Please print every line from the one containing "Spot the slender" through the last line of the records below, exactly as written and nothing more.

═════ DATA

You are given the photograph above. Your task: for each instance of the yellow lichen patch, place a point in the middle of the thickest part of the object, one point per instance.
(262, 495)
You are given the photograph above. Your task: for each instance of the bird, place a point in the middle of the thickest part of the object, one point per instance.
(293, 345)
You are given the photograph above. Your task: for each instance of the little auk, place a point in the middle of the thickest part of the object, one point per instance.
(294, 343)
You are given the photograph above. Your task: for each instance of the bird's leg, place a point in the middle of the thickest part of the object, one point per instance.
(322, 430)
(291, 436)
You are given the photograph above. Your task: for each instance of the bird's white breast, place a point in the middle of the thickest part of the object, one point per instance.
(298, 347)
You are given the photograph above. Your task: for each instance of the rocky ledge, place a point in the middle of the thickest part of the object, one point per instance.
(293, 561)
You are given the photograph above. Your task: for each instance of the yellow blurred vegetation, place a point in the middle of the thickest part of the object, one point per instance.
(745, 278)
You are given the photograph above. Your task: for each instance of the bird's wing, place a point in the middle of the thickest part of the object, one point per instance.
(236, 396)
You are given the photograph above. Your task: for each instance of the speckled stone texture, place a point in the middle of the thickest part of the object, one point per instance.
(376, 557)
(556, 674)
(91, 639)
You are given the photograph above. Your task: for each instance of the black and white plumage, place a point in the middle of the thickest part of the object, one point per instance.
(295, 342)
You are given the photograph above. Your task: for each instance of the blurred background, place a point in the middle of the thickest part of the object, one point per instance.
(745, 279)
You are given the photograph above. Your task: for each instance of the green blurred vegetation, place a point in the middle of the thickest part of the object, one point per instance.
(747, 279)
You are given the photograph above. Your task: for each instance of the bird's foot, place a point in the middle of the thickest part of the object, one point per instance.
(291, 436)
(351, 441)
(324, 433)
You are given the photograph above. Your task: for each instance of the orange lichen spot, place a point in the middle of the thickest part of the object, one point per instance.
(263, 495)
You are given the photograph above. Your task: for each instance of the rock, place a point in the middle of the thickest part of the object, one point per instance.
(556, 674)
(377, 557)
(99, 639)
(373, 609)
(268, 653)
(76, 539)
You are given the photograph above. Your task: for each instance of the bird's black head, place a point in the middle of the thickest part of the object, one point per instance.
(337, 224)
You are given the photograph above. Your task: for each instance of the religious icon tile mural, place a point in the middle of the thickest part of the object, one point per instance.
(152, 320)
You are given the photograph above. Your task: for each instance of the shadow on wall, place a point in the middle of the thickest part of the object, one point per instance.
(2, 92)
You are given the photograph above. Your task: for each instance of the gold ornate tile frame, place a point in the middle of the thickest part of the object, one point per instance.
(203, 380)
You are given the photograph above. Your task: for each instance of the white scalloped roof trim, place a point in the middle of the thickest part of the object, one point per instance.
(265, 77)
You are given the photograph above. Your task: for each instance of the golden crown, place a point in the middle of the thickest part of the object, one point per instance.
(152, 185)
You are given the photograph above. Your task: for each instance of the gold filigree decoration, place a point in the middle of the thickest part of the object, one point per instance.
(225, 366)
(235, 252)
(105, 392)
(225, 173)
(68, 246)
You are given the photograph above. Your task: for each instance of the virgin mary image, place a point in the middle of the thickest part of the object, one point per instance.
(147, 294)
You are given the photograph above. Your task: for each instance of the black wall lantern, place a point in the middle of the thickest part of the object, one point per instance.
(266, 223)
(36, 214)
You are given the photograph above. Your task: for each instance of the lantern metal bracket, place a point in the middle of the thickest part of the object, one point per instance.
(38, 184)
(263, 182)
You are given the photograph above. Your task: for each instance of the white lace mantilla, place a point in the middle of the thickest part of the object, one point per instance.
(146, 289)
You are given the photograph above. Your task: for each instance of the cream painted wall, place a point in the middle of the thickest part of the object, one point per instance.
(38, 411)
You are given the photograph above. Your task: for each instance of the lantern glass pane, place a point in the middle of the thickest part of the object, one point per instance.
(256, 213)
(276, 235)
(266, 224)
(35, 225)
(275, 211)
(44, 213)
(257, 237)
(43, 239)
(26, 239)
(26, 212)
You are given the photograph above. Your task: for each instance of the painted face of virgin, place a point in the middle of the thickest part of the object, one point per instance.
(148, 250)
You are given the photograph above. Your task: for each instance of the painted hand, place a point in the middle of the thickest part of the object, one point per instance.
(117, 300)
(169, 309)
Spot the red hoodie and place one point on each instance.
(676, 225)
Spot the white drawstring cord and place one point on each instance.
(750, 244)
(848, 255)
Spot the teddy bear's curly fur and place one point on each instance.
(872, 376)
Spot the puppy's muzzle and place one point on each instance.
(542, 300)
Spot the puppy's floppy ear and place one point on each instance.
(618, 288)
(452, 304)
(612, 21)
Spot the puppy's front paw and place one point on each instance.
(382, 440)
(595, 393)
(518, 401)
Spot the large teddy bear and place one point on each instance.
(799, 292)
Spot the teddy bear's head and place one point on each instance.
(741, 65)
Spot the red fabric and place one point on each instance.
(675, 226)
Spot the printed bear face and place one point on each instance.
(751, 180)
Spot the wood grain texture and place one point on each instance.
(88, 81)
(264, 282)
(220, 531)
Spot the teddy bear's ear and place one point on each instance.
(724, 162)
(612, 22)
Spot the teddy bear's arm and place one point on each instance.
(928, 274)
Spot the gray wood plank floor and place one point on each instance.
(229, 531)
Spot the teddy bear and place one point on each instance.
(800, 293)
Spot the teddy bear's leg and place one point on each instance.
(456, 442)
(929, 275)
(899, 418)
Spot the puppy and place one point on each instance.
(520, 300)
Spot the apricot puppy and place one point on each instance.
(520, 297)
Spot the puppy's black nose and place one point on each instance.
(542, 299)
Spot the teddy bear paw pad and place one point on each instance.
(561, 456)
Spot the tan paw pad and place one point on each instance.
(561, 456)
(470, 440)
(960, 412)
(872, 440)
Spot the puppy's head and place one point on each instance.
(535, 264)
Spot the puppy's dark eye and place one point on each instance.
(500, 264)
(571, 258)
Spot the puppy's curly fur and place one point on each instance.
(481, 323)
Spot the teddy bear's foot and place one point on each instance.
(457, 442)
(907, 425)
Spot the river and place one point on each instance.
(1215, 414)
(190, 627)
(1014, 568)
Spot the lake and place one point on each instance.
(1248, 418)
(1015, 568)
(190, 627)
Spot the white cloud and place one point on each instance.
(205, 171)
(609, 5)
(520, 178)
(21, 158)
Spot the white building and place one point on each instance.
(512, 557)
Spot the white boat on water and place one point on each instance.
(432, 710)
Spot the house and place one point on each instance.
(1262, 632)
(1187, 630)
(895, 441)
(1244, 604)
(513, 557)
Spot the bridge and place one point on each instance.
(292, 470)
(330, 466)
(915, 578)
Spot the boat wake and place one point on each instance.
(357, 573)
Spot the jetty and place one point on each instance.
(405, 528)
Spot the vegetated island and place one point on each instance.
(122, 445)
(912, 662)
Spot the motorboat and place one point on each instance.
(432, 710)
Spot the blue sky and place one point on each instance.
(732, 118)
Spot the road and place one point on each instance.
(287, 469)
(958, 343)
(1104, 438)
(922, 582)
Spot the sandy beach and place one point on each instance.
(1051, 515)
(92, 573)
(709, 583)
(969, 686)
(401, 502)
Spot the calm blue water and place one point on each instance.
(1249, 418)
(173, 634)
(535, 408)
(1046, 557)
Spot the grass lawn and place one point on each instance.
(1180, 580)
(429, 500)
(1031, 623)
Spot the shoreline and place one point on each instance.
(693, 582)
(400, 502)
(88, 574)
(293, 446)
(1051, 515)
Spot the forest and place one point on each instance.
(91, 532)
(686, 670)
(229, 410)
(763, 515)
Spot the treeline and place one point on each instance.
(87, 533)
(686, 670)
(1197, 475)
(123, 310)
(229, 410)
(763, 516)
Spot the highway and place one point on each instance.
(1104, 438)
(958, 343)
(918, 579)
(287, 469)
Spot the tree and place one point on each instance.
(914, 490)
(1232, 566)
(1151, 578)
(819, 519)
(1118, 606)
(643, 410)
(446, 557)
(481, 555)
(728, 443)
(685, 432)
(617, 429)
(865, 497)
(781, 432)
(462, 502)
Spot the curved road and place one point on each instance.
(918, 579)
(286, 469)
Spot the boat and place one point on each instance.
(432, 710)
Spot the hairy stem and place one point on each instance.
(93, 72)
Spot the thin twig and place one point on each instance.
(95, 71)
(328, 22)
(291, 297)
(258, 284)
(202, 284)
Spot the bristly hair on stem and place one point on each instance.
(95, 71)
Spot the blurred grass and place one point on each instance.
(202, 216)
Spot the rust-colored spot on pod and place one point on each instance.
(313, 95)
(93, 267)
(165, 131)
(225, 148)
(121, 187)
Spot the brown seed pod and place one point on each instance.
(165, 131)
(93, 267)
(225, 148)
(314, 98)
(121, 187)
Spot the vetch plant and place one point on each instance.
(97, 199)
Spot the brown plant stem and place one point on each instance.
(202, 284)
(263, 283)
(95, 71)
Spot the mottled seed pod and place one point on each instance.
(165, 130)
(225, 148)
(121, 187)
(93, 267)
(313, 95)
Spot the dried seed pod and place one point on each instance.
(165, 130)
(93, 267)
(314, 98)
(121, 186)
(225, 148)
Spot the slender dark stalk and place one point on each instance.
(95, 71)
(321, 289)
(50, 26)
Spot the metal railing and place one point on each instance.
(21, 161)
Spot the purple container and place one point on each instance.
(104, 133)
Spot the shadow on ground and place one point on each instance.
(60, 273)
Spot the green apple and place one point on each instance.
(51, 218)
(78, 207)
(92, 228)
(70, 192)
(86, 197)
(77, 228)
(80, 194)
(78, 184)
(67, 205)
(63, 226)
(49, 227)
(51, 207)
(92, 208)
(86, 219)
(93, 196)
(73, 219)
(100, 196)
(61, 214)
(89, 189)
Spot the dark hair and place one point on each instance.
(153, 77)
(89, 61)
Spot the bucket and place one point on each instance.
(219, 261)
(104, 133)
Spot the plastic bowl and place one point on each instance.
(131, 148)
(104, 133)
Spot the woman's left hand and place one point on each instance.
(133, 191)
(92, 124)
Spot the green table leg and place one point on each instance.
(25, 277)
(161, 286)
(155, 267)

══════════

• OUTPUT FOR THIS TASK
Spot the slender dark stalk and place one point on each instance.
(95, 71)
(321, 289)
(50, 26)
Spot the metal railing and place one point on each instance.
(21, 161)
Spot the purple container and place one point on each instance.
(104, 133)
Spot the shadow on ground and place one point on each instance.
(60, 273)
Spot the green apple and place one point on each instance.
(51, 218)
(78, 207)
(92, 228)
(70, 192)
(86, 197)
(77, 228)
(80, 194)
(78, 184)
(67, 205)
(63, 226)
(49, 227)
(51, 207)
(92, 208)
(86, 219)
(93, 196)
(73, 219)
(100, 196)
(61, 214)
(89, 189)
Spot the dark hair and place one point on each instance.
(153, 77)
(89, 61)
Spot the bucket and place one point on each instance.
(219, 261)
(104, 133)
Spot the plastic bowl and place one point on each instance.
(131, 148)
(104, 133)
Spot the woman's left hand and place one point on each instance.
(133, 191)
(92, 124)
Spot the green table leg and place one point on each instance.
(25, 277)
(161, 286)
(155, 267)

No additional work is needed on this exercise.